Arbeitsanweisungen:
(1) Was lädt laut dem Textauszug über den Zombieroman die düstere Atmosphäre noch deutlich mehr auf als jeder zerplatzende Schädel?
(2) Führe den Textauszug über den Zombieroman im Anschluss an seinen letzten Satz fort.

Vorgegebener Textauszug:
-------------------------
Was selbstverständlich in einem Zombieroman nicht fehlen darf, ist eine gehörige Portion Splatter. Blut und Gehirn spritzen, Körperteile fliegen durch die Gegend, Eingeweide schlängeln sich aus aufgeschnittenen Körpern – eben genau das, was man von einer solchen Geschichte erwartet. Die sehr plastischen Beschreibungen machen das Grauen greifbar. Und doch steckt die größte Bedrohung viel mehr hinter dem, was nur angedeutet wird. Momente voller Dunkelheit, undefinierbare Geräusche, ein ungutes Gefühl – all das lädt die düstere Atmosphäre noch deutlich mehr auf als jeder zerplatzende Schädel.
-------------------------
Gespeicherte Auflistung:
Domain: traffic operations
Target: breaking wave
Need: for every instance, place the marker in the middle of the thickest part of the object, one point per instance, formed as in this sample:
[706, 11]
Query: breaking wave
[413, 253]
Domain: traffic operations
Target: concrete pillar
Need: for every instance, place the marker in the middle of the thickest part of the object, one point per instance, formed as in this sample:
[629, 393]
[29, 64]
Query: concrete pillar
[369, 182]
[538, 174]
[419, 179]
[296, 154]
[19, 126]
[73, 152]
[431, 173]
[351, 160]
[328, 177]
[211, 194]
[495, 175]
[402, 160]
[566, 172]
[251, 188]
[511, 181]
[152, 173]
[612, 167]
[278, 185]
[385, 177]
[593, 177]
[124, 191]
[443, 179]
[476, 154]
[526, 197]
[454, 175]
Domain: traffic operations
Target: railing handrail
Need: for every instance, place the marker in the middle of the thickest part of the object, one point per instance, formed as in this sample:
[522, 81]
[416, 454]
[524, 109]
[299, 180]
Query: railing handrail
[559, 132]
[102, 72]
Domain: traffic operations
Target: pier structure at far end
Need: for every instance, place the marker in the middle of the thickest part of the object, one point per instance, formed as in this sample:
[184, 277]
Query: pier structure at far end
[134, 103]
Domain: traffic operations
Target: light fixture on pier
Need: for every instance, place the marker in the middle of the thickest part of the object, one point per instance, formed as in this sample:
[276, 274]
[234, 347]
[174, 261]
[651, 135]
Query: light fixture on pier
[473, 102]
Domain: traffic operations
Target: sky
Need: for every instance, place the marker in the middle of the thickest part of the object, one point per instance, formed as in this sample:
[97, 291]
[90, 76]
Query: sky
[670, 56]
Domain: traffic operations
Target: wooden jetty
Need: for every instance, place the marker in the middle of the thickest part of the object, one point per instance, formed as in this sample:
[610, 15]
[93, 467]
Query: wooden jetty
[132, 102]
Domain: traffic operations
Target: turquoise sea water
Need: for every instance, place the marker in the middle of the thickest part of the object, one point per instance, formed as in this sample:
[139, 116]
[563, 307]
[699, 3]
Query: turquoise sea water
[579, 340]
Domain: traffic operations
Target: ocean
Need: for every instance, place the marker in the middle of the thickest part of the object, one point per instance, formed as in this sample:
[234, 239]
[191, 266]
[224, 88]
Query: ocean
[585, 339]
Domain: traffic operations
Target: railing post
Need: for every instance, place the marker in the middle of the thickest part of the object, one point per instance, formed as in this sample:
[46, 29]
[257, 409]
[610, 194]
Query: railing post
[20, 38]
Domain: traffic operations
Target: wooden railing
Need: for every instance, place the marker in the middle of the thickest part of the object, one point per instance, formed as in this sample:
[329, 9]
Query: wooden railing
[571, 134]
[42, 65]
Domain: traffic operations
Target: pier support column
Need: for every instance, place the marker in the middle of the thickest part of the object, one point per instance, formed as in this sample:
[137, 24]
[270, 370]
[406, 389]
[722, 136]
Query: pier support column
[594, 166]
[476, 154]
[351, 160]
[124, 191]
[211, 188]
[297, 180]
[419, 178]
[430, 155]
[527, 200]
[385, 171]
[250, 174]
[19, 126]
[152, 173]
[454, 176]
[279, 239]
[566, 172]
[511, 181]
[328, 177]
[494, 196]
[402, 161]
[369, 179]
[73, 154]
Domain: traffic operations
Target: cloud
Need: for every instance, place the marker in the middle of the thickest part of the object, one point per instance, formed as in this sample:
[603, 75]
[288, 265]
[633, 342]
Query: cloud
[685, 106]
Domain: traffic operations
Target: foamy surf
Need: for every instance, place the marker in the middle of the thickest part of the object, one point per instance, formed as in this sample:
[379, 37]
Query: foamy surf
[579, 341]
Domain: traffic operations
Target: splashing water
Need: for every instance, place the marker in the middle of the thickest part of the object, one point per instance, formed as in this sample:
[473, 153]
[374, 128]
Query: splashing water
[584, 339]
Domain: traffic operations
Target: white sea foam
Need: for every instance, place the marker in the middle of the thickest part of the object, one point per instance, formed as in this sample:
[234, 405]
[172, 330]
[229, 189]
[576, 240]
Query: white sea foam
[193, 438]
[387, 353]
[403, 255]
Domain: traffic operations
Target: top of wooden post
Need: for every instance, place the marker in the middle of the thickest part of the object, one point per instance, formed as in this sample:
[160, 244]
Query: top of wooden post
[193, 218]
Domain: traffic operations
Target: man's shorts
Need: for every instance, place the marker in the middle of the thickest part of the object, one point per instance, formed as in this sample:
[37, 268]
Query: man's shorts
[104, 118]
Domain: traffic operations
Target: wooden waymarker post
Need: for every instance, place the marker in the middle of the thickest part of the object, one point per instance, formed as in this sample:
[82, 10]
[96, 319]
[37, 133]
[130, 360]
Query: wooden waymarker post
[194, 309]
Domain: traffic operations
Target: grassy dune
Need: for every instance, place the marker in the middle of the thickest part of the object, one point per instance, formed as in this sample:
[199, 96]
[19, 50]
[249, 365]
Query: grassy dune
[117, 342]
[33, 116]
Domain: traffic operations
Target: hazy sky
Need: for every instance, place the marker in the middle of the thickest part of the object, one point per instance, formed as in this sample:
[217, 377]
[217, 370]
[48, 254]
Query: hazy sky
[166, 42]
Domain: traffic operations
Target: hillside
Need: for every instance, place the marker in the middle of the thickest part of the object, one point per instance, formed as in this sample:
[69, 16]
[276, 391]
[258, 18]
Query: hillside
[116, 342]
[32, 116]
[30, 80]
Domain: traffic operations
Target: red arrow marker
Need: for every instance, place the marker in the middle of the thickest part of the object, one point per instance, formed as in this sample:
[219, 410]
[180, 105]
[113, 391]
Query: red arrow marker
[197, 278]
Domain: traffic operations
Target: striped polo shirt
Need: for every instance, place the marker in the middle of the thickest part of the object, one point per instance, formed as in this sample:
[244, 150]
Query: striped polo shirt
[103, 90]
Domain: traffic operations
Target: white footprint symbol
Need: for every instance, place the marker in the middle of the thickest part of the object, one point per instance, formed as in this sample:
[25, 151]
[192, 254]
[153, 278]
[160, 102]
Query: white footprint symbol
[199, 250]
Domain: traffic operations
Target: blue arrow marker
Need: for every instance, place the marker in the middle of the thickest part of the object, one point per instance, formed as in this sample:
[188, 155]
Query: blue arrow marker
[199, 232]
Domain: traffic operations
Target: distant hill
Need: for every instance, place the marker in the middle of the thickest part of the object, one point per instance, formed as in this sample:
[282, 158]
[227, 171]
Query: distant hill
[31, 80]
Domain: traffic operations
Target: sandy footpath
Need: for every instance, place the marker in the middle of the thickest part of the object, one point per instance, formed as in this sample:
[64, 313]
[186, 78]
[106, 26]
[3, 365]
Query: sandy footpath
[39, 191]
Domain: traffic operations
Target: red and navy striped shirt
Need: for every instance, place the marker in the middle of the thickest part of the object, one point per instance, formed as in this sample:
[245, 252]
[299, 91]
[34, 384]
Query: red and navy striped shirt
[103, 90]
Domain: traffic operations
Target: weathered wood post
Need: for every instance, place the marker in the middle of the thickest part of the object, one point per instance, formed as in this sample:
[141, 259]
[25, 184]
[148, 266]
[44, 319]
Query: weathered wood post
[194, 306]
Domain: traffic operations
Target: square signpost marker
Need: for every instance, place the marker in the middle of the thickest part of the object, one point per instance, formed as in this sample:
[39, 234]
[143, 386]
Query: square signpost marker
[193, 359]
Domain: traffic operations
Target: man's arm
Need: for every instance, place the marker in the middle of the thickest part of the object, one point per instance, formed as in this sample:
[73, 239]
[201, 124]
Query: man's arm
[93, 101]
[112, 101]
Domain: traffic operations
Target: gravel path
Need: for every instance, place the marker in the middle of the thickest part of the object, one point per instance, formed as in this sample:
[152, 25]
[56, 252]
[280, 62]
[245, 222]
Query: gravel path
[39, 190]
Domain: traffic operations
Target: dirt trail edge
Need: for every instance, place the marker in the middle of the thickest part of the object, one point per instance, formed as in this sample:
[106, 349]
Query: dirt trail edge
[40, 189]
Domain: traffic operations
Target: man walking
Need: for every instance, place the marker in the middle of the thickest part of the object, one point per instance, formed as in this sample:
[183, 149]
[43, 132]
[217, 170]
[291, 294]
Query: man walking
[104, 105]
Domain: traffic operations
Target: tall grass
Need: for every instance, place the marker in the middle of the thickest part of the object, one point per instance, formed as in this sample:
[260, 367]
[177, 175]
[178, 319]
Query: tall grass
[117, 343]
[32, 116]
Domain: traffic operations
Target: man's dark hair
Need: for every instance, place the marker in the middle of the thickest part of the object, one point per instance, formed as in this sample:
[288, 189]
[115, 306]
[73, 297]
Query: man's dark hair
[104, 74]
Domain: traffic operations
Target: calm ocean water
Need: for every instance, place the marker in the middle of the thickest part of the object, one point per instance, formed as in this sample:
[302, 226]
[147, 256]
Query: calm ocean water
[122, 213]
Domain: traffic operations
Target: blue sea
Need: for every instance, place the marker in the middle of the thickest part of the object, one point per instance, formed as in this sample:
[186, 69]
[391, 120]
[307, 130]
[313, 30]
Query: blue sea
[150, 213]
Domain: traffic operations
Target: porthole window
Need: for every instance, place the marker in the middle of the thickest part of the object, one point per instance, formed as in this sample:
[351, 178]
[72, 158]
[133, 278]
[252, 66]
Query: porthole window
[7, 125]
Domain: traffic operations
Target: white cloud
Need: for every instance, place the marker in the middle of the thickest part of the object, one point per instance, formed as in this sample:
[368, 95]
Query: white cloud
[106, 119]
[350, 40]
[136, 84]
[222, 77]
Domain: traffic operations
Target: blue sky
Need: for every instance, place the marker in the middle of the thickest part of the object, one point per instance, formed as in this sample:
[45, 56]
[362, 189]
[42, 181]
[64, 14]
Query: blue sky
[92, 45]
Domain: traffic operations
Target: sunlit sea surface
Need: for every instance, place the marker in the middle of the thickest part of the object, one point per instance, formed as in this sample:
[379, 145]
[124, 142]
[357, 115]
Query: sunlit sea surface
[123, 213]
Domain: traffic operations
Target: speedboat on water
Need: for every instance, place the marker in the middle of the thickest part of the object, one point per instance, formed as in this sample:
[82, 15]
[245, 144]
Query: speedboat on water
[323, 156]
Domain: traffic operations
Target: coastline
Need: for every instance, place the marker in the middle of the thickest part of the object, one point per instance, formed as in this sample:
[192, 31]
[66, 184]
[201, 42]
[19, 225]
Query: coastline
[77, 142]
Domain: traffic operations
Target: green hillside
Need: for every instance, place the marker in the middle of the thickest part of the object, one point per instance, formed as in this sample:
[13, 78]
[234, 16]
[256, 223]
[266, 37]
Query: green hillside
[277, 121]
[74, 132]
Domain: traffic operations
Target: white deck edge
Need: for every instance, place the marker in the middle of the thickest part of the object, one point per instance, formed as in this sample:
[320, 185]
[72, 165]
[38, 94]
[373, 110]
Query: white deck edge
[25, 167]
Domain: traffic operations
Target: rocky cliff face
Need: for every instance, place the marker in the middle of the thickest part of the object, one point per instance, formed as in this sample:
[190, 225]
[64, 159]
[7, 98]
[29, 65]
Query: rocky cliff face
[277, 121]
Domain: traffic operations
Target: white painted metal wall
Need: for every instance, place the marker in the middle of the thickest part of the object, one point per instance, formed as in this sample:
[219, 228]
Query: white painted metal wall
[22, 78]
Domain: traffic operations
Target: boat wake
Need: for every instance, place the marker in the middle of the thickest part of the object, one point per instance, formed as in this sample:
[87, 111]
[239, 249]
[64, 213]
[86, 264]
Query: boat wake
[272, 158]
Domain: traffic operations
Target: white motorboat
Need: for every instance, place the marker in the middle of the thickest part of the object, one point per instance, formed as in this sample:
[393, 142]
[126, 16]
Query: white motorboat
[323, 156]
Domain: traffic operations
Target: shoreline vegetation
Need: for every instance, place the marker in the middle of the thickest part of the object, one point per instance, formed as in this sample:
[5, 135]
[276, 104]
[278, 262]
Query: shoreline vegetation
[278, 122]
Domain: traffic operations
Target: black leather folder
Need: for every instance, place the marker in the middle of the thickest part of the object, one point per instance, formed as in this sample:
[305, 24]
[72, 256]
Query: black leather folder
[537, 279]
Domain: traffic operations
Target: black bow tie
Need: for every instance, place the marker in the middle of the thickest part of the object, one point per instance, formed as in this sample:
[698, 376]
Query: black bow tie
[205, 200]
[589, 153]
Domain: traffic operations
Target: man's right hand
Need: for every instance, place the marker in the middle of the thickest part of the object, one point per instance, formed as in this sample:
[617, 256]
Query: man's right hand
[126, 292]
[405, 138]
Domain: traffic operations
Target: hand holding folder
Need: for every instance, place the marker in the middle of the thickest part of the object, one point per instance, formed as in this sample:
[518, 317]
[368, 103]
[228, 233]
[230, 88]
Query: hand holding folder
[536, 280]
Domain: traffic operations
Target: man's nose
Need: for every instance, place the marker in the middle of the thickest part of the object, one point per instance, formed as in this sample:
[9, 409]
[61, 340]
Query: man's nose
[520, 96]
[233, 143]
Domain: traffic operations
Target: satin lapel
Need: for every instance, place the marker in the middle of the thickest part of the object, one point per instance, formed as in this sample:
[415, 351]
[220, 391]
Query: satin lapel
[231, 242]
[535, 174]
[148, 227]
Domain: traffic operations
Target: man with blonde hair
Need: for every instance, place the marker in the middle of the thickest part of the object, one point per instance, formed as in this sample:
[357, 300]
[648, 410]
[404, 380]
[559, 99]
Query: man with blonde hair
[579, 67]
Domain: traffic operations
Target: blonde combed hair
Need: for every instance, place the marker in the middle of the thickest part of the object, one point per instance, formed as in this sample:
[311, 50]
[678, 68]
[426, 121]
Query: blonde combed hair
-------------------------
Lösungen:
(1) Momente voller Dunkelheit, undefinierbare Geräusche und ein ungutes Gefühl.

(2)
Fazit: Jake Bible zeigt mit „Dead Team Alpha“ einen anderen Blick auf die zombieverseuchte postapokalyptische Welt, indem er dem Leser vor Augen hält, dass es nach dem Zusammenfall der Zivilisation noch ganz andere Gefahren als wandelnde Untote gibt. Dabei bedient er sich einer lockeren Sprache, die wunderbar zu seinen hartgesottenen Charakteren passt. Die eine oder andere Länge wird durch Humor – gerne auch schwarz – wettgemacht. Eingefleischten Zombiefans könnten die lebenden Toten in diesem Roman womöglich etwas kurz kommen, aber dennoch dürften auch sie das kurzweilige Buch mit Freude lesen. Vor allem, wenn sie bereits „Z-Burbia“ von Bible kennen, denn aus dieser Reihe bekannte Charaktere tauchen hier wieder auf.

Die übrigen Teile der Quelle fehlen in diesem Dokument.